_Pagina_:
****************************************
Nessun colpevole per la morte di Giuseppe Uva: ma la battaglia della sorella continua

La Cassazione mette la parola fine sul caso Giuseppe Uva confermando l'assoluzione di sei poliziotti e due carabinieri accusati di omicidio preterintenzionale e sequestro di persona per la morte dell'operaio di Varese, deceduto a giugno 2008 in ospedale, dopo aver trascorso la notte nella caserma dei carabinieri. La sorella Lucia: "Una vergogna di giustizia"

Un lungo caso giudiziario, un uomo morto in una sera d'estate, nessun colpevole. La V sezione penale della Corte di Cassazione mette la parola fine sul caso Giuseppe Uva confermando l'assoluzione di sei poliziotti e due carabinieri accusati di omicidio preterintenzionale e sequestro di persona per la morte dell'operaio di Varese, deceduto a giugno 2008 in ospedale, dopo aver trascorso la notte nella caserma dei carabinieri. I supremi giudici hanno rigettato i ricorsi presentati dalla Procura generale di Milano e dalle parti civili contro la sentenza d'appello che ha assolto con formula piena tutti gli indagati. All'udienza ieri erano presenti sia i familiari di Giuseppe Uva che gli imputati. Due i ricorsi depositati lo scorso ottobre: dalle parti civili e dalla procura generale di Milano.
****************************************
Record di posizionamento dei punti

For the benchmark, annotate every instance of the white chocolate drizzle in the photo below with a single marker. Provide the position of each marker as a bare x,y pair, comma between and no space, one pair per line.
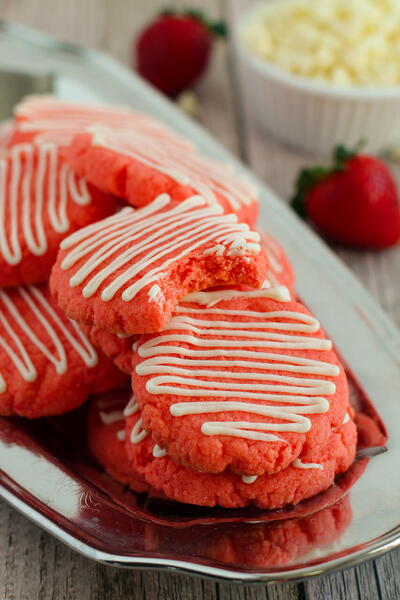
129,251
44,334
195,356
6,130
110,417
299,464
32,193
249,479
159,452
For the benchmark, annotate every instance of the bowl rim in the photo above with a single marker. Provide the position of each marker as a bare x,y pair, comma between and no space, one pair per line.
304,84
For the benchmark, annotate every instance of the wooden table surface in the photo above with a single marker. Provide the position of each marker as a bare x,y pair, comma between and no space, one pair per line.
33,565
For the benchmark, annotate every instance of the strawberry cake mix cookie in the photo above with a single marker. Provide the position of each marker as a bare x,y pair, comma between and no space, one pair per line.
128,453
126,273
106,434
6,131
49,119
279,272
303,478
247,383
132,155
47,364
136,166
41,202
****************************************
_Consegna 1_:
Elenca tutti i nomi propri di persona e di città presenti nell'articolo sul caso Uva, riportando ciascuno una sola volta.
_Consegna 2_:
Prolunga l'articolo sul caso Uva a partire dalla sua ultima frase.

_Risposta 1_:
Giuseppe Uva, Lucia, Varese, Milano

_Risposta 2_:
Giuseppe Uva, morto nel giugno 2008 a Varese

La famiglia della vittima è da sempre convinta che il decesso sia stato provocato dalle percosse e dalle manganellate inflitte all'uomo dalle forze dell'ordine che lo tenevano in custodia. Per i giudici, invece, è stata legittima la condotta di carabinieri e poliziotti intervenuti nel tentativo di contenere Uva che, insieme all'amico, stava dando in escandescenze. Uva, per i giudici, morì a causa di una patologia cardiaca e per lo stress per essere stato fermato in stato di forte ebbrezza alcolica.  Giuseppe Uva aveva 43 anni ed era un artigiano: è morto mentre era "nelle mani dello Stato", la mattina del 14 giugno 2008. Fermato nella notte da una pattuglia dei carabinieri in via Dandolo insieme all'amico Alberto Bigioggero - i due avevano alzato il gomito e avevano spostato alcune transenne sulla strada - Giuseppe viene portato nella caserma dell'Arma di via Saffi (dove giunge a sostegno una pattuglia della polizia) per essere interrogato. Trascorre parte della notte in caserma, prima di essere ricoverato per un trattamento sanitario obbligatorio all'ospedale cittadino di Circolo. Qui, al pronto soccorso prima e nel reparto di Psichiatria poi, dove gli vengono somministrati dei farmaci, Giuseppe passa gli ultimi istanti della sua vita. Lucia, sorella di Giuseppe, ha girato il Paese in lungo e in largo con un unico obiettivo: sapere la verità sulla morte del fratello. 

"Una sentenza sbagliata rimane sbagliata anche se confermata in Cassazione. Ci rivolgeremo alla Corte europea dei diritti dell'uomo", ha dichiarato l'avvocato Fabio Ambrosetti, legale dei familiari di Giuseppe Giuseppe Uva.

Ilaria Cucchi: "Non dimenticheremo Giuseppe"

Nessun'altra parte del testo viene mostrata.